Rewrite the items below from the line containing "of the bell" through the line containing "pixel 336 365", changing "drainpipe" to "downspout" and leaving everything else as it is.

+++

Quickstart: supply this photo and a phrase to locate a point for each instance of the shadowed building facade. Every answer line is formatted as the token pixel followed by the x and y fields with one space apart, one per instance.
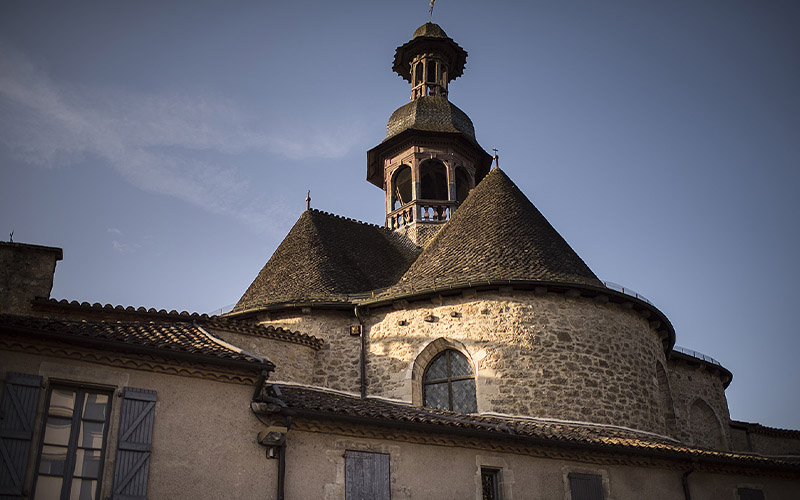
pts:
pixel 461 350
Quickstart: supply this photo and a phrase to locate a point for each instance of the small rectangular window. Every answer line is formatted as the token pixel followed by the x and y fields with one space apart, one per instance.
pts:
pixel 366 476
pixel 490 484
pixel 750 494
pixel 73 447
pixel 586 486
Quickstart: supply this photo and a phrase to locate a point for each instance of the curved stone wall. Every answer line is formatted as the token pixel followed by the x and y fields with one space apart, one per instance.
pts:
pixel 543 356
pixel 699 395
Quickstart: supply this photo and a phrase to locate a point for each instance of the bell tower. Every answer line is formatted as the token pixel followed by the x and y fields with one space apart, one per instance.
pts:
pixel 430 159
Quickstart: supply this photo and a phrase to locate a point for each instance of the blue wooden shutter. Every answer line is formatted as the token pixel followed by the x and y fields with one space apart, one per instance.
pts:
pixel 366 476
pixel 135 443
pixel 586 486
pixel 17 417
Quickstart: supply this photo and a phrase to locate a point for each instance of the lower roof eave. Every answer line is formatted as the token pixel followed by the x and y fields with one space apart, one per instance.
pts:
pixel 289 305
pixel 690 457
pixel 127 348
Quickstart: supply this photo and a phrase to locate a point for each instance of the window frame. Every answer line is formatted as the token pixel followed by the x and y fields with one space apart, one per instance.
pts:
pixel 73 446
pixel 497 490
pixel 449 379
pixel 584 475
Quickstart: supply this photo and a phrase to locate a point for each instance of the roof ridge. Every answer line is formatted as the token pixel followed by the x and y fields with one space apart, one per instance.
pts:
pixel 97 306
pixel 349 219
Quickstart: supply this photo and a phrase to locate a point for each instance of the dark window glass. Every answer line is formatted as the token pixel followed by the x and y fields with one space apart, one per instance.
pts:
pixel 449 383
pixel 433 180
pixel 490 484
pixel 366 476
pixel 586 486
pixel 750 494
pixel 73 444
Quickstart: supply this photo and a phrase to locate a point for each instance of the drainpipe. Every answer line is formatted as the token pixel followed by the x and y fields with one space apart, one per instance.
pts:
pixel 363 354
pixel 282 462
pixel 685 480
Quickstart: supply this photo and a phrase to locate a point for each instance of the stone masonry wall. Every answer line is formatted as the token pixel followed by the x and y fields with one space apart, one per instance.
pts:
pixel 544 356
pixel 26 272
pixel 690 384
pixel 336 365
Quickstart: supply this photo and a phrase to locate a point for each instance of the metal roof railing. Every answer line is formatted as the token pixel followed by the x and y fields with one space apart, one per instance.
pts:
pixel 695 354
pixel 627 291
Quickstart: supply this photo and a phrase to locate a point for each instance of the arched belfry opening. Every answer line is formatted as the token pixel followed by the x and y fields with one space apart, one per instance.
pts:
pixel 433 180
pixel 401 187
pixel 430 159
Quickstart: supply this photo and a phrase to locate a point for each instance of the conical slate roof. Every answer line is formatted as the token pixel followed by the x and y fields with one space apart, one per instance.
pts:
pixel 433 114
pixel 327 258
pixel 496 234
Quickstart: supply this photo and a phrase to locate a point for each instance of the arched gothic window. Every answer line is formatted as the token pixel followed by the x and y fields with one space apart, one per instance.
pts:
pixel 401 187
pixel 449 383
pixel 433 176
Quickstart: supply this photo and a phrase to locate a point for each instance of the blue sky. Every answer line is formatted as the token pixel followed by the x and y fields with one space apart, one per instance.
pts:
pixel 167 147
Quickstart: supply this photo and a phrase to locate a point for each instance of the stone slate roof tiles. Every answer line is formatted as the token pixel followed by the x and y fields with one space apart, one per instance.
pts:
pixel 171 338
pixel 326 258
pixel 496 234
pixel 431 114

+++

Exercise response =
Quickstart: supply this photo and a phrase to locate a point for each instance of the bell tower. Every answer line is formatted as the token pixel followed by the x and y fields with one space apart, one per instance.
pts:
pixel 430 159
Quickstart: supply this photo and a phrase to locate a point for each instance of the blue wooden shutter. Every answer line is formatted as the token pixel followed by the x and y fields with one space apart, one per instance.
pts:
pixel 366 476
pixel 135 443
pixel 586 486
pixel 17 417
Quickstart: supply this photo and a phrase to locate a point for each instance of the lower roof eave. Every answer line is formatted as the token pixel followed by the x and y fields with one space apart, one per instance.
pts:
pixel 289 305
pixel 690 457
pixel 127 348
Quickstart: supply this photo and a phrase to locate a point for each instance of the window frame. Every answer line is formatted as the token pixel followed by the x and y fields with one space apart, one per instance.
pts:
pixel 73 446
pixel 497 490
pixel 449 379
pixel 584 475
Quickstart: supply this photo and a phrase to locate a point for each instance of the roof ridge. Every answer line is formatted as the token pixel followed by the x and y fields with one space apart, one per instance.
pts:
pixel 97 306
pixel 349 219
Quickstart: supply this photo and a phrase to locate a point for each instance of the dark window glass. Every answer line is formatted as the token pixel followed by the x and y fields with one space apart, one per instance.
pts:
pixel 449 383
pixel 433 180
pixel 490 484
pixel 366 476
pixel 586 486
pixel 750 494
pixel 73 444
Quickstart: supply this photo and a phrase to locate a point for each instance of the downspout. Every answer line is formatted as the token pixel followed by the x and y fields with one space apart, one per instance.
pts:
pixel 363 354
pixel 282 462
pixel 685 480
Quickstart: supply this photo and a phrase to locate a point for each instance of the stone masonry wall. Every answer line is formatted as the token pixel followed by the x and y fields with one space apart, one per instance.
pts:
pixel 544 356
pixel 26 272
pixel 690 384
pixel 336 365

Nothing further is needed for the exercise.